**YOUR TASK**
Copy every one of the records below word for word.

------------------------------

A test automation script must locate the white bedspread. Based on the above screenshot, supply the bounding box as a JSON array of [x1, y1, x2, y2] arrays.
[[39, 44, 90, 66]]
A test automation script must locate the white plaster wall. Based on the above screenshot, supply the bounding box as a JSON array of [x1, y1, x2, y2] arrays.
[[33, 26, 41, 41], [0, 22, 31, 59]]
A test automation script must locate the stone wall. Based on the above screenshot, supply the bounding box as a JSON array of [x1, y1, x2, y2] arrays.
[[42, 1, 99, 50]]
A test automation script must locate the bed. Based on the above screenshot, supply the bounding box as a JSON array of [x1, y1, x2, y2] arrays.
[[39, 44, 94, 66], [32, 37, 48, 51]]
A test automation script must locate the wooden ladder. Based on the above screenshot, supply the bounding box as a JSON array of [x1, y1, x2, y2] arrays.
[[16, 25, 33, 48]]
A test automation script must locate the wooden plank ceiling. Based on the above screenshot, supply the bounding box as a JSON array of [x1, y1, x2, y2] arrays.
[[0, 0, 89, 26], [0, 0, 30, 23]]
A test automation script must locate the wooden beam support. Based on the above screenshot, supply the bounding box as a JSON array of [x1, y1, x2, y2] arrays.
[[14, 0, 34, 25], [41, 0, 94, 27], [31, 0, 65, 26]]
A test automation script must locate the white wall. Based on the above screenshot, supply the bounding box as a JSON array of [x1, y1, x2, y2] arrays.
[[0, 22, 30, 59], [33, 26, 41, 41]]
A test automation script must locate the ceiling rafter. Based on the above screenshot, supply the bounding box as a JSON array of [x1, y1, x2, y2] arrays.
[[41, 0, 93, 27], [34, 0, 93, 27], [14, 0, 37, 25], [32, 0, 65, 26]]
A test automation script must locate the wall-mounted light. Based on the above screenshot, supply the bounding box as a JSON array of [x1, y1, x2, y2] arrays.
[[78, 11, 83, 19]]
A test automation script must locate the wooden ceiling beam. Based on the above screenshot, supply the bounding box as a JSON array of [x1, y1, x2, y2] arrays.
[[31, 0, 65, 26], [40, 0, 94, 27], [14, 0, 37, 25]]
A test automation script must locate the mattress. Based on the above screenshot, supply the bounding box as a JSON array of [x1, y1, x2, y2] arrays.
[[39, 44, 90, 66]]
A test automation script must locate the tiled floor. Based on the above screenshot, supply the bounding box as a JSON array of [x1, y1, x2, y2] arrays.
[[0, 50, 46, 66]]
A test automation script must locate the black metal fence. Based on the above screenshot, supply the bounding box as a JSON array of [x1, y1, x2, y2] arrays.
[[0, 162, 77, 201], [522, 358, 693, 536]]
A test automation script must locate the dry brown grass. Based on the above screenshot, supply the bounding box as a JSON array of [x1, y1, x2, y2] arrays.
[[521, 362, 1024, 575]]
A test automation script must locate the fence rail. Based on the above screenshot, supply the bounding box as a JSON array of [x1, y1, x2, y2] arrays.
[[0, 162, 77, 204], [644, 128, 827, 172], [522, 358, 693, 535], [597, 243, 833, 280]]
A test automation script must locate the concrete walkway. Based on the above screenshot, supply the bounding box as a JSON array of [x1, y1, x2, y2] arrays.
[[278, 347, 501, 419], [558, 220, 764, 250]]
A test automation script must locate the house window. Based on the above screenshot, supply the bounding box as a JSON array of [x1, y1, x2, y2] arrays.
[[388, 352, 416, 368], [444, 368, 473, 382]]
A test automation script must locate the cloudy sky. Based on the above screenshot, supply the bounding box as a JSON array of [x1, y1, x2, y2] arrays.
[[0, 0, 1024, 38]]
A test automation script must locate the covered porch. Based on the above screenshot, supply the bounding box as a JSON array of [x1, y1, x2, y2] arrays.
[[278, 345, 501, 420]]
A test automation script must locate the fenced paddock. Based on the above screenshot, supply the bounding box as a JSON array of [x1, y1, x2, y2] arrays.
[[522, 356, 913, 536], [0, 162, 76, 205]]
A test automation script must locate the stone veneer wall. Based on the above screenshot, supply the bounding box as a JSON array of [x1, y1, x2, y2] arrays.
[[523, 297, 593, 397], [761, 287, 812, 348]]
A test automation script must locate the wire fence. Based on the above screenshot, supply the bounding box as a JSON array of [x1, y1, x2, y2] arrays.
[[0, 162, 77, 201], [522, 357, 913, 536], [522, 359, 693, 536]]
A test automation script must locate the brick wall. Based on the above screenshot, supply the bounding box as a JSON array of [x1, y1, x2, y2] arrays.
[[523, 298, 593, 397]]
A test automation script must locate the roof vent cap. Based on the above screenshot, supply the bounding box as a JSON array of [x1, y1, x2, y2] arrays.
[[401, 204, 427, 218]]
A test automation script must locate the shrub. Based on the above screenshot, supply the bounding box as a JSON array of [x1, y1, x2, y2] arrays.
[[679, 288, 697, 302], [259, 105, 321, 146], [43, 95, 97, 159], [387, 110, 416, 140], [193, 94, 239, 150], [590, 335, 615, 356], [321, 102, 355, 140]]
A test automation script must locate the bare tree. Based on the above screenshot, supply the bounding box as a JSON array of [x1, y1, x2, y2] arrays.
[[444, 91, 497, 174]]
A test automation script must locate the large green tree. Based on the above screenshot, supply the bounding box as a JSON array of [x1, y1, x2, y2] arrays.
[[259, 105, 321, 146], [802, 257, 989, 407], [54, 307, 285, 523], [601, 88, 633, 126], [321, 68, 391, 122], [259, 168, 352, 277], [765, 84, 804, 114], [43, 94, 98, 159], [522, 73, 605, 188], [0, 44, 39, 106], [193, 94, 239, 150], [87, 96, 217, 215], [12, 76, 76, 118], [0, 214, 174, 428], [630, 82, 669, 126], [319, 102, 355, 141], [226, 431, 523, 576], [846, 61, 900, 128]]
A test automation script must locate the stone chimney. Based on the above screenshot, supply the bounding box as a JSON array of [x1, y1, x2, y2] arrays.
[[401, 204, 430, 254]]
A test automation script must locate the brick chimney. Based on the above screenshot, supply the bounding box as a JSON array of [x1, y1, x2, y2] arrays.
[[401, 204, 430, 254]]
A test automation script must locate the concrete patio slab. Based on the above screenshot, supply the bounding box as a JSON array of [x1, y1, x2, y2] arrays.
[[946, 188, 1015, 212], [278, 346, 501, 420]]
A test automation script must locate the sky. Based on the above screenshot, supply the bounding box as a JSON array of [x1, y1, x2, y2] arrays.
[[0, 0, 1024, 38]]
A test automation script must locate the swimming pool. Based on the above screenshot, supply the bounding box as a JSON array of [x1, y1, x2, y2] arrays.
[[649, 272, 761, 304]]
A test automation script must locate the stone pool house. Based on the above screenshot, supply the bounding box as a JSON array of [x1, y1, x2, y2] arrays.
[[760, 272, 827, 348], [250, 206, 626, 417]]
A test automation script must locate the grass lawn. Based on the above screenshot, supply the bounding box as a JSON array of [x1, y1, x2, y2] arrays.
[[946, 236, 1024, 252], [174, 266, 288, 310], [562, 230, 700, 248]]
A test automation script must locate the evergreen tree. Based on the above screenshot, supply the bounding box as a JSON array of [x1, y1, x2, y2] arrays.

------------------------------

**ANSWER TO THIS EXERCISE**
A test automation script must locate the white bedspread. Based on the above screenshot, supply the bounding box as a JSON array of [x1, y1, x2, y2] arrays.
[[39, 44, 90, 66]]
A test automation script must locate the white plaster wall. Based on the above screenshot, supply the bounding box as a JSON array of [x1, y1, x2, y2] arrays.
[[33, 26, 41, 41], [0, 22, 31, 59]]
A test automation script must locate the stone wall. Based on the above screenshot, supply the bounding box as a JSON array of [x1, y1, x2, y2] arrays.
[[42, 1, 99, 50]]
A test automation script must locate the bed. Based on the above screenshot, supply the bounding box as a JSON array of [x1, y1, x2, y2] arrays.
[[39, 44, 94, 66], [32, 37, 48, 51]]
A test automation script must locate the wooden ladder. Based on the above screenshot, supply the bounding box as a JSON array of [x1, y1, x2, y2] arrays.
[[16, 25, 33, 48]]
A test automation script must locate the wooden plank ceiling. Based on the above screenshot, supply the bounding box as a JSON array of [x1, y1, x2, y2] arrays.
[[0, 0, 89, 26], [0, 0, 30, 23]]
A test automation script must locate the wooden beam support. Based on the above screenshot, supply the bounding box as a JSON array of [x1, y1, x2, y2] arrays.
[[14, 0, 34, 25], [41, 0, 94, 27], [31, 0, 65, 26]]
A test automation script must locate the white wall. Based on the above screenshot, supply the bounding box as a JSON array of [x1, y1, x2, y2] arrays.
[[0, 22, 30, 59], [33, 26, 41, 41]]
A test automation script must locate the ceiling rafter. Based on the above screenshot, supply the bounding box as a JSON array of [x1, y1, x2, y2] arrays.
[[41, 0, 93, 27], [34, 0, 93, 27], [14, 0, 37, 25], [32, 0, 65, 26]]
A test automation script must locate the wall-mounted light. Based on the above screenshot, supply the bounding box as a JSON array of [x1, y1, x2, y2] arrays.
[[78, 11, 83, 19]]
A test automation script must locate the wooden ceiling beam. Based on the above screenshot, supply the bounding box as a JSON array of [x1, y1, x2, y2] arrays.
[[31, 0, 65, 26], [40, 0, 94, 27], [14, 0, 37, 25]]
A test automation script must locate the mattress. Based on the above screenshot, supply the bounding box as a JSON array of [x1, y1, x2, y2] arrays.
[[39, 44, 90, 66]]
A test automation script must locate the tiled floor. Based on the above screenshot, supply the bounding box as a JSON array of [x1, y1, x2, y2] arrays.
[[0, 50, 46, 66]]
A test automation script must locate the black metal fence. Based on the above screenshot, supply the bounding box as a JSON array of [x1, y1, x2, y2] arrays.
[[0, 162, 77, 201], [522, 358, 693, 536]]
A test automation script must locate the dry brown grass. Based on the above screenshot, supply the bounding box as a JSON array of [x1, y1, x2, y2] arrays.
[[521, 362, 1024, 575]]
A test automation script must locate the fence rail. Based on the above screenshot, supply the bounding box as a JSON array of [x1, y1, x2, y2] arrays.
[[0, 162, 77, 204], [644, 128, 827, 172], [522, 358, 693, 535], [597, 243, 833, 280]]
A test automation script must locate the concrete walkway. Based on the above screenshot, supply the bounding box as a JSON array of [x1, y1, x2, y2] arrays.
[[278, 347, 501, 419], [558, 220, 764, 250]]
A test automation script must locate the house window. Based on the above screenshot, supply the bounding box as a JSON array of [x1, y1, x2, y2] arrays.
[[388, 352, 416, 368], [444, 368, 473, 382]]
A test automation script must locate the cloudy sky. Based on the above screenshot, supply the bounding box as a JSON array of [x1, y1, x2, y2] arrays.
[[0, 0, 1024, 38]]
A test automation script must locate the covered porch. Based on the above screenshot, supply the bounding box as a JSON array of [x1, y1, x2, y2] arrays.
[[278, 345, 501, 420]]
A test automation script must locate the fenced paddock. Based on the above screenshot, supply the bounding box as a JSON array of [x1, y1, x2, y2] arrays.
[[522, 356, 913, 536], [0, 162, 76, 205]]
A test automation script must locate the stone veneer wall. Based on the above screenshot, supply the bounding box as a JSON array of [x1, y1, x2, y2] arrays.
[[523, 297, 593, 397], [761, 287, 812, 348]]
A test automation script must locate the wire fence. Based on the above screenshot, supply the bounding box as a JSON array of [x1, y1, x2, y2] arrays.
[[0, 162, 77, 201], [522, 357, 913, 536], [522, 359, 693, 536]]
A test automation script must locate the brick wall. Based on the above screenshot, supply the bounding box as a JSON array of [x1, y1, x2, y2] arrays.
[[523, 298, 593, 397]]
A test automation script must locate the roof vent cap. Based on the above screenshot, supply the bounding box as a JSON array of [x1, y1, x2, y2] arrays.
[[401, 204, 427, 218]]
A test automation script must locate the shrub. Based on the above screenshot, supply the bounding box as a JSON array of [x1, y1, x2, y2] arrays.
[[679, 288, 697, 302], [259, 105, 321, 146], [43, 95, 97, 159], [387, 110, 416, 140], [193, 94, 239, 150], [590, 335, 615, 356], [321, 102, 355, 140]]
A test automation script must locate the bare tree. Based on the above screenshot, supply the bounding box as a JSON array of [x1, y1, x2, y2] arrays.
[[444, 91, 497, 174]]
A test automation script must locate the large green tree. Based on the above screenshot, supply the bounding box as a JSON array of [x1, y1, x2, y2] arrays.
[[259, 105, 321, 146], [802, 257, 989, 407], [54, 307, 285, 523], [601, 88, 633, 126], [321, 68, 391, 122], [259, 168, 352, 277], [765, 84, 804, 114], [43, 94, 98, 159], [522, 73, 605, 188], [0, 44, 39, 106], [193, 94, 239, 150], [87, 96, 217, 215], [12, 76, 76, 118], [0, 214, 174, 428], [630, 82, 669, 126], [319, 102, 355, 141], [226, 431, 523, 576], [846, 61, 900, 128]]
A test automation script must locate the stone chimney. Based on the above screenshot, supply the bounding box as a JSON array of [x1, y1, x2, y2] arrays.
[[401, 204, 430, 254]]
A test automation script must locate the brick chimney. Based on the above screenshot, supply the bounding box as a JSON array of [x1, y1, x2, y2] arrays.
[[401, 204, 430, 254]]
A test automation script must locate the concrete patio slab. Based on the above screenshot, supply the bounding box as a JSON array of [x1, y1, x2, y2] arrays.
[[946, 188, 1015, 212], [278, 346, 501, 420]]
A test automation script must locate the sky. Based on the above screenshot, supply the bounding box as a JSON array of [x1, y1, x2, y2] arrays.
[[0, 0, 1024, 38]]
A test automation script must locate the swimming pool. Based on the above screenshot, supply the bounding box as a JSON array of [x1, y1, x2, y2] arrays.
[[649, 272, 761, 304]]
A test automation script must locate the stone pool house. Based on the above screenshot, supply the bounding box as a JSON array of [x1, y1, x2, y2] arrays.
[[760, 272, 827, 348], [250, 206, 626, 417]]
A test automation script must locate the grass lawn. Based on the above screenshot, supply the bounding box as a JSON array of [x1, y1, x2, y2] arrays.
[[946, 236, 1024, 252], [174, 266, 288, 310], [562, 230, 700, 248]]
A test automation script must locate the evergreen tree. Based on the above screenshot, supply the bounding box as a JSON array of [x1, y1, x2, y2] arrays.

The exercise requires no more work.